Write every record out again exactly as given.

▶ [Data extracts]:
* * * * * * *
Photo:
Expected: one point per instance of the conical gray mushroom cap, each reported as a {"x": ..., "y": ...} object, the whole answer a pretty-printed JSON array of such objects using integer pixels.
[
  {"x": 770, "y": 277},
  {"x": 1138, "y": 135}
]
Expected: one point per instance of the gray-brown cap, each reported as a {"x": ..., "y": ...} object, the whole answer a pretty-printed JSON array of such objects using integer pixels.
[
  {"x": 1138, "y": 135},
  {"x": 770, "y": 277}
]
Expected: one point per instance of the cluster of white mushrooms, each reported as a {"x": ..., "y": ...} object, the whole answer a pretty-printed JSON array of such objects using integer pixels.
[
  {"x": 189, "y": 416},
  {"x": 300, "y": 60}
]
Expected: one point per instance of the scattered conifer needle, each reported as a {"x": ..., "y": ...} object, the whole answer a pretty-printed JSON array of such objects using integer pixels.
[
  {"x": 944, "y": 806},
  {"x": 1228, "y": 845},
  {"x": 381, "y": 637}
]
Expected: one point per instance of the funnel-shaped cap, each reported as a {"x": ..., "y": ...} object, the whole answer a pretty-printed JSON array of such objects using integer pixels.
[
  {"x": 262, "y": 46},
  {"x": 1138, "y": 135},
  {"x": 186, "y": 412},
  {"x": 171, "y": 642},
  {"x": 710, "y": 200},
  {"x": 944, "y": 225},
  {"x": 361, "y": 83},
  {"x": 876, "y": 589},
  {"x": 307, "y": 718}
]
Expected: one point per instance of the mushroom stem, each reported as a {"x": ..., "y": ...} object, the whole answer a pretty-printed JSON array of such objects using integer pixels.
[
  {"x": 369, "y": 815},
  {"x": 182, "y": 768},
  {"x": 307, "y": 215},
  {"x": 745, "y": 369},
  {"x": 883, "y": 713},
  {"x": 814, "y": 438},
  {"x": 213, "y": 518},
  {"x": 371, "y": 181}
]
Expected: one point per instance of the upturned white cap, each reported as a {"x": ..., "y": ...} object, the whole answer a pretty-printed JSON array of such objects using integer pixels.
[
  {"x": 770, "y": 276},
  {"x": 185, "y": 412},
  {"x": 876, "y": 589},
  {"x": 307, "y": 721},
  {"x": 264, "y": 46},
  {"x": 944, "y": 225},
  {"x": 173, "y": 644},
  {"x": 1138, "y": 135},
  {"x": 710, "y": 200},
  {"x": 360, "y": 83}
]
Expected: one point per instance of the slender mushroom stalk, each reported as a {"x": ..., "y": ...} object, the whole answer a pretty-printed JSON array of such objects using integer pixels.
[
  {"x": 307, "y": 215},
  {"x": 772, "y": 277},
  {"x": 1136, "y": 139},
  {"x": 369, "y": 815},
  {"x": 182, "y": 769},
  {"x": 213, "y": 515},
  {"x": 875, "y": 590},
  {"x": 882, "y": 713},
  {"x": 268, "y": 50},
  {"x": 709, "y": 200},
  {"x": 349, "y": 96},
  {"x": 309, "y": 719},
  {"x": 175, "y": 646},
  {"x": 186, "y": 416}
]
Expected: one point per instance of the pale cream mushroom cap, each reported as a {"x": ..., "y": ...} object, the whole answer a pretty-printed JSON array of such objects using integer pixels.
* * * * * * *
▶ [Exercise solution]:
Photo:
Expected: one point per instance of the conical gray mushroom cap, each reported as a {"x": ..., "y": ...} object, the whole answer a pretty-printed JSON array of such objects using integer pixels.
[
  {"x": 770, "y": 277},
  {"x": 1138, "y": 135}
]
Expected: one point per instance of the gray-brown cap, each reported as a {"x": ..., "y": ...} object, the whole answer a pretty-printed JSON array of such objects using integer pixels.
[
  {"x": 1138, "y": 135},
  {"x": 770, "y": 277}
]
Expected: one point per instance of the cluster of white mushrooms, each reported as a {"x": ..., "y": ...} object, the whole answer a pretty-printed JSON array of such objects using integer pixels.
[
  {"x": 189, "y": 416},
  {"x": 300, "y": 60}
]
Expected: one point per instance of the scattered conifer needle, each reported as a {"x": ..., "y": ...} object, the whole answer a pretty-printed JSON array of such objects using integer pixels.
[
  {"x": 944, "y": 806},
  {"x": 1228, "y": 845},
  {"x": 381, "y": 637}
]
Expected: one point per instance of the funnel-shaped cap, each reported as a {"x": ..., "y": ...} object, the whole answer a pretty-printed JSON array of such objects using integer pixels.
[
  {"x": 262, "y": 46},
  {"x": 1138, "y": 135},
  {"x": 186, "y": 412},
  {"x": 171, "y": 642},
  {"x": 710, "y": 200},
  {"x": 944, "y": 225},
  {"x": 361, "y": 83},
  {"x": 876, "y": 589},
  {"x": 307, "y": 718}
]
Expected: one point per instance of the mushroom stem, each reported as a {"x": ..., "y": ...} object, the whole answer a pretty-printed JSON array of such objects using integer pixels.
[
  {"x": 369, "y": 815},
  {"x": 182, "y": 768},
  {"x": 307, "y": 215},
  {"x": 745, "y": 369},
  {"x": 883, "y": 713},
  {"x": 814, "y": 438},
  {"x": 213, "y": 518},
  {"x": 371, "y": 181}
]
Expected: one point per instance of the upturned white cap, each reported as a {"x": ..., "y": ...} object, the whole answer a pretty-printed JSON array of such objects using integer pixels.
[
  {"x": 770, "y": 276},
  {"x": 185, "y": 412},
  {"x": 876, "y": 589},
  {"x": 307, "y": 721},
  {"x": 264, "y": 46},
  {"x": 944, "y": 225},
  {"x": 173, "y": 644},
  {"x": 1138, "y": 135},
  {"x": 710, "y": 200},
  {"x": 360, "y": 83}
]
Expected: one point per instance of the slender mushroom stalk, each reported as a {"x": ..., "y": ...} object, the whole answer a pretty-printed JSON array of such objects using integer pixels.
[
  {"x": 307, "y": 215},
  {"x": 772, "y": 277},
  {"x": 1136, "y": 139},
  {"x": 369, "y": 815},
  {"x": 182, "y": 769},
  {"x": 213, "y": 515},
  {"x": 875, "y": 590},
  {"x": 882, "y": 713},
  {"x": 268, "y": 50},
  {"x": 709, "y": 200},
  {"x": 349, "y": 96},
  {"x": 309, "y": 719},
  {"x": 175, "y": 646},
  {"x": 186, "y": 416}
]
Expected: one point per instance of the pale cream mushroom cap, each reported as a {"x": ..., "y": ...} object, the whole answer a pretty-printed JSON array of such objects using integer pixels.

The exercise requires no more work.